* Start DATA RECORDS *

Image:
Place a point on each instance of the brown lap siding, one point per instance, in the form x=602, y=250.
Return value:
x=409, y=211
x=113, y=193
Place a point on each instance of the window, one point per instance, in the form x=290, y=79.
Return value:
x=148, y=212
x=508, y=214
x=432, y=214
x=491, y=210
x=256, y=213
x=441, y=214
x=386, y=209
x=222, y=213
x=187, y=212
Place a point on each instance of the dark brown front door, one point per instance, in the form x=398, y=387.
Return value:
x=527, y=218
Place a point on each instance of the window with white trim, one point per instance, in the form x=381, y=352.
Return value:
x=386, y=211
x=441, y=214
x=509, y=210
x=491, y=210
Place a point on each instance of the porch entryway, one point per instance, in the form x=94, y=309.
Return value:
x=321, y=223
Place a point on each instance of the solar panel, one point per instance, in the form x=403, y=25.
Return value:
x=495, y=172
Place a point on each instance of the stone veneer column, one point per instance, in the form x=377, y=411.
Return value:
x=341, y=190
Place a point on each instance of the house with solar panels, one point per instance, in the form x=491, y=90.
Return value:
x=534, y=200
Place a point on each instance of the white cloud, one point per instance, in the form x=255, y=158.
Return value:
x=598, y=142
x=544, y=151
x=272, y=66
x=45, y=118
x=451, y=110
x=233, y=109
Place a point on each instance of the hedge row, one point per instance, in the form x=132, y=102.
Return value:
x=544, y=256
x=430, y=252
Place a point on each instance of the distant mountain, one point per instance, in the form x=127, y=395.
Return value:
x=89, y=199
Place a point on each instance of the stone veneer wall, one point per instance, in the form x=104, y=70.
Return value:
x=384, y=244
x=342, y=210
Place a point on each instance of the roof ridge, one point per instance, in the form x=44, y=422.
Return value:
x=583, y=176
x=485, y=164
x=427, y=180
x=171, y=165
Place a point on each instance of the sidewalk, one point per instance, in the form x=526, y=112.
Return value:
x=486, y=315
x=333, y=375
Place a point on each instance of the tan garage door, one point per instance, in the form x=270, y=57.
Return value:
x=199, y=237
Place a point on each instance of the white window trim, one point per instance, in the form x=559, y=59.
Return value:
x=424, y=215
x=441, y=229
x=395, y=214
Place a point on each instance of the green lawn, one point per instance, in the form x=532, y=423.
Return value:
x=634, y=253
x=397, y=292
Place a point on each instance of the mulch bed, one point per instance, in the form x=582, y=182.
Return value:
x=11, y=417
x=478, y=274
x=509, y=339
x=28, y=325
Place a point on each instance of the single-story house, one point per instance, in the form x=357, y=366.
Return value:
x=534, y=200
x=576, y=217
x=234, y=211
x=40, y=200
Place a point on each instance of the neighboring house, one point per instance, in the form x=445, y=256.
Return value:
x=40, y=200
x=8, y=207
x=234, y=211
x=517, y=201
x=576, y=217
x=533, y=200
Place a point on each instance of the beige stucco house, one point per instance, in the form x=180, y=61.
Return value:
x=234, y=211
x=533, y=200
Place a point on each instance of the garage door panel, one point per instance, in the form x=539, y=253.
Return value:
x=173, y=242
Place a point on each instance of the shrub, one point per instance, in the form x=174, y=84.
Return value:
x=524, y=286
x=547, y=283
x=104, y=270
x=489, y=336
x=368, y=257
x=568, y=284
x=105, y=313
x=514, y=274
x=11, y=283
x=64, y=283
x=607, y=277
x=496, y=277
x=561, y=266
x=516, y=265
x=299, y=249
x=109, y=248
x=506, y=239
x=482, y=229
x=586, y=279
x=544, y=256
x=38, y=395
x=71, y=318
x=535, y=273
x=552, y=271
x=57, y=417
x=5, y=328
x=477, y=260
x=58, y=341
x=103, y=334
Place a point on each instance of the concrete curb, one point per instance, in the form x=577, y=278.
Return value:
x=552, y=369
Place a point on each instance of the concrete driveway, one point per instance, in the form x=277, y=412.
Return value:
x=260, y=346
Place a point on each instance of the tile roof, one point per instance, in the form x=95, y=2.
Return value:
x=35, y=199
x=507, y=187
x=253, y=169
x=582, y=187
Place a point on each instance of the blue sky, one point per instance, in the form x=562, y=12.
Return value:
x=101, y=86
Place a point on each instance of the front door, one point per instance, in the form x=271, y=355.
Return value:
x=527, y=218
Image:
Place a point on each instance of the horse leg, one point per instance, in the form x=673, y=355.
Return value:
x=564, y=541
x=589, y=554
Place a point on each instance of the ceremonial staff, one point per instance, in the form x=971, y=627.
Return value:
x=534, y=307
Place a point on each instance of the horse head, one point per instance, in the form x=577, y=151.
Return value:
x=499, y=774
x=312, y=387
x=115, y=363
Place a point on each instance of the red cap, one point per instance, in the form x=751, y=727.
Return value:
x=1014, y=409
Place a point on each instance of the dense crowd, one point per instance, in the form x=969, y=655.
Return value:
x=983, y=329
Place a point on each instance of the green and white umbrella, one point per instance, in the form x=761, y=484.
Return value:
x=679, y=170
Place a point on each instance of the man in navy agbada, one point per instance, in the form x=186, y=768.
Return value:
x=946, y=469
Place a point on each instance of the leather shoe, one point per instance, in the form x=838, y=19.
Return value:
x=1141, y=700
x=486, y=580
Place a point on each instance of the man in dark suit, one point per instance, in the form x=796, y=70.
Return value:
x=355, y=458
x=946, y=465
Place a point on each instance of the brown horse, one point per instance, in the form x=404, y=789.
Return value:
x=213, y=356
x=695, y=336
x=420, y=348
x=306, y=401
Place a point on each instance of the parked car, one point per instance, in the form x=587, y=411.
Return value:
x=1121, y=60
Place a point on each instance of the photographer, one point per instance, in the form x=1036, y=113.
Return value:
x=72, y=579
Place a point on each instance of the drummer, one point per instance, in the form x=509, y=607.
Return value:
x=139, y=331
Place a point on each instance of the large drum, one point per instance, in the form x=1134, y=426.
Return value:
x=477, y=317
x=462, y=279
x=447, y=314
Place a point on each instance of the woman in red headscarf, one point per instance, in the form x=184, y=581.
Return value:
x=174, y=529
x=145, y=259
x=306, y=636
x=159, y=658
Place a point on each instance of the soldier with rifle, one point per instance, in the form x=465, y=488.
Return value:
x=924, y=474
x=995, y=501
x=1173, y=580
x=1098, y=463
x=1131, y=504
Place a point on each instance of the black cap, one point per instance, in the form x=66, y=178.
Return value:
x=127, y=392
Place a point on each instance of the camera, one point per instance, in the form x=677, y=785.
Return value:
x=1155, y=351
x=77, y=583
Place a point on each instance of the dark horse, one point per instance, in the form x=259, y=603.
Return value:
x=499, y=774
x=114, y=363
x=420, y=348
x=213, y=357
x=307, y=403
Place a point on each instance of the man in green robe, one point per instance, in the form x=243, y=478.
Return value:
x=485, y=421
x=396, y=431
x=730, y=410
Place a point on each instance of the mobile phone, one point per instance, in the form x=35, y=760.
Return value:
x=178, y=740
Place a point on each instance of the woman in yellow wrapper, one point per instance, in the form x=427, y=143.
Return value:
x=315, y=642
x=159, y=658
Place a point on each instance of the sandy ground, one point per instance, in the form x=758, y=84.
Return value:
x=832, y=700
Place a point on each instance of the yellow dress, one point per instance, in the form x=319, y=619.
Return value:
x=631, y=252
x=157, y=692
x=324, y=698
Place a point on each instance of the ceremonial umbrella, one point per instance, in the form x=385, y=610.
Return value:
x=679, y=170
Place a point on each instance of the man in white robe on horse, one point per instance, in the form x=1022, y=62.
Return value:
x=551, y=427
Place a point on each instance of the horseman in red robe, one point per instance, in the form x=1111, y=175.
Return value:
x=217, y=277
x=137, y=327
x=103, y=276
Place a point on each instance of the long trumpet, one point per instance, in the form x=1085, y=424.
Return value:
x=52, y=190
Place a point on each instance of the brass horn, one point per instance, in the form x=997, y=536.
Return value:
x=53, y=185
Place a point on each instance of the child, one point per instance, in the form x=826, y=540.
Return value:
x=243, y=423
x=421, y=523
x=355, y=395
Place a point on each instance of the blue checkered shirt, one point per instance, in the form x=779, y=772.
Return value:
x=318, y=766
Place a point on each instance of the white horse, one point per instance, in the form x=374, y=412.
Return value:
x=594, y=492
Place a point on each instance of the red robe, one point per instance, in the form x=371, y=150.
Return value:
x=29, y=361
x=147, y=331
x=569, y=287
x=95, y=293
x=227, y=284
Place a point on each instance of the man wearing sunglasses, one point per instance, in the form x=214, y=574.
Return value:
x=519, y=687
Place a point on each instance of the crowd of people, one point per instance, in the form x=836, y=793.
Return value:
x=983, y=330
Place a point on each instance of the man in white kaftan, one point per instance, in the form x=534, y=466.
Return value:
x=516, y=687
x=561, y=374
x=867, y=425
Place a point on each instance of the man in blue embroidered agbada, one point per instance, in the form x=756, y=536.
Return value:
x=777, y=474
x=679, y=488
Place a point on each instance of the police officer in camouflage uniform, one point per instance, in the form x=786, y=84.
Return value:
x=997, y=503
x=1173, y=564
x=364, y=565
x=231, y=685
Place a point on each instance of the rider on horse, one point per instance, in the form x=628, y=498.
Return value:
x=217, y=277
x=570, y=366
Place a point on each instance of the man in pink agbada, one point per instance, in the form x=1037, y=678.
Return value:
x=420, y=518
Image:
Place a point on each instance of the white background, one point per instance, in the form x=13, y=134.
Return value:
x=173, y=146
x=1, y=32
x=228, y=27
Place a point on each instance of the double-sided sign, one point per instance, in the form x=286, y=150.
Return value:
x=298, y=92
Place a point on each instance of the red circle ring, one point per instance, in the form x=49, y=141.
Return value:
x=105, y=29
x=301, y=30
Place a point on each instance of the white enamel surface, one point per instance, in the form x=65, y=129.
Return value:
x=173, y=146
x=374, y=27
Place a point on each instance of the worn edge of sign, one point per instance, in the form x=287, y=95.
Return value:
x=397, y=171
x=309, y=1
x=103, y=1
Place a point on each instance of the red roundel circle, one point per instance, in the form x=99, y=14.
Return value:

* End DATA RECORDS *

Starting with the line with "Place a point on each instance of the concrete driveway, one" and going on through the line with "x=534, y=307", write out those lines again, requests included, shifting every x and y coordinate in the answer points up by 89. Leave the sample coordinates inside the requests unchanged.

## COMPLETED TASK
Place a point on each instance of the concrete driveway, one point per instance, in the form x=277, y=412.
Return value:
x=349, y=435
Place a point on each instance of the tile roof, one point per instance, in the form x=95, y=2.
Return value:
x=124, y=288
x=596, y=276
x=342, y=258
x=671, y=276
Place a point on each instance of the blue sky, one point per instance, in the form x=562, y=12.
Return value:
x=190, y=175
Place a point on each instance of the front door, one point per instance, in the form x=271, y=355.
Return value:
x=616, y=307
Image:
Place a point on each instance of the horse leg, one point per instance, in the form x=673, y=355.
Return value:
x=653, y=630
x=678, y=643
Place a point on each instance of the ceremonial staff, one point per instance, in the form x=971, y=627.
Return value:
x=623, y=396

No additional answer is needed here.